→ **TASK PROMPT**: Rewrite everything from the line containing "Where can the tower" down to the end of the material, changing "tower spire" to "steeple" and leaving all else as it is.

········

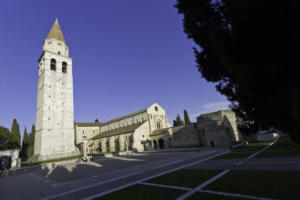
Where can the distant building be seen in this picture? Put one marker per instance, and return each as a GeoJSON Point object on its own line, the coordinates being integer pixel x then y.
{"type": "Point", "coordinates": [57, 136]}
{"type": "Point", "coordinates": [14, 155]}
{"type": "Point", "coordinates": [218, 129]}
{"type": "Point", "coordinates": [148, 129]}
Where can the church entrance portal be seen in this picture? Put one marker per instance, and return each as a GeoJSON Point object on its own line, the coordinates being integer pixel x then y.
{"type": "Point", "coordinates": [155, 145]}
{"type": "Point", "coordinates": [161, 143]}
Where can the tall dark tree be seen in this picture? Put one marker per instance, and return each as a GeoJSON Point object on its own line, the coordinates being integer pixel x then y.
{"type": "Point", "coordinates": [186, 118]}
{"type": "Point", "coordinates": [179, 121]}
{"type": "Point", "coordinates": [30, 150]}
{"type": "Point", "coordinates": [249, 49]}
{"type": "Point", "coordinates": [25, 145]}
{"type": "Point", "coordinates": [15, 136]}
{"type": "Point", "coordinates": [4, 137]}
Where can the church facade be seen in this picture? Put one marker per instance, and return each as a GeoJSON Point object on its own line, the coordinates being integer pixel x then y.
{"type": "Point", "coordinates": [57, 135]}
{"type": "Point", "coordinates": [128, 133]}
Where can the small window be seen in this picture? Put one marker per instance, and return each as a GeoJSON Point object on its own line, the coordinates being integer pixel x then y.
{"type": "Point", "coordinates": [64, 67]}
{"type": "Point", "coordinates": [53, 64]}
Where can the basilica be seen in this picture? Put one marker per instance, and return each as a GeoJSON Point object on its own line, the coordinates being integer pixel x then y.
{"type": "Point", "coordinates": [58, 136]}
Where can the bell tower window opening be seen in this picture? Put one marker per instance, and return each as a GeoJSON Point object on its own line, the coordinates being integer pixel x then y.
{"type": "Point", "coordinates": [64, 67]}
{"type": "Point", "coordinates": [53, 64]}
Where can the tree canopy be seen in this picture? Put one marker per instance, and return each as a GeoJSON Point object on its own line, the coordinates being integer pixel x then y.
{"type": "Point", "coordinates": [250, 50]}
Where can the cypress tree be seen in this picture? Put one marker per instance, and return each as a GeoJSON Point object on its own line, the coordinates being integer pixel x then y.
{"type": "Point", "coordinates": [186, 118]}
{"type": "Point", "coordinates": [15, 136]}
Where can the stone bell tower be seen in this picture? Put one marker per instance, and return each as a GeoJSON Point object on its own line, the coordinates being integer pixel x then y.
{"type": "Point", "coordinates": [54, 136]}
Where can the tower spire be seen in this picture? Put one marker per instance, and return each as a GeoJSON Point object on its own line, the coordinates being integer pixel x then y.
{"type": "Point", "coordinates": [56, 32]}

········

→ **THE COMPLETED TASK**:
Where can the steeple be seen in this picture? Put one marker per instance, and return each as a GeoJSON Point object on its own line, the coordinates being integer pixel x then y.
{"type": "Point", "coordinates": [56, 32]}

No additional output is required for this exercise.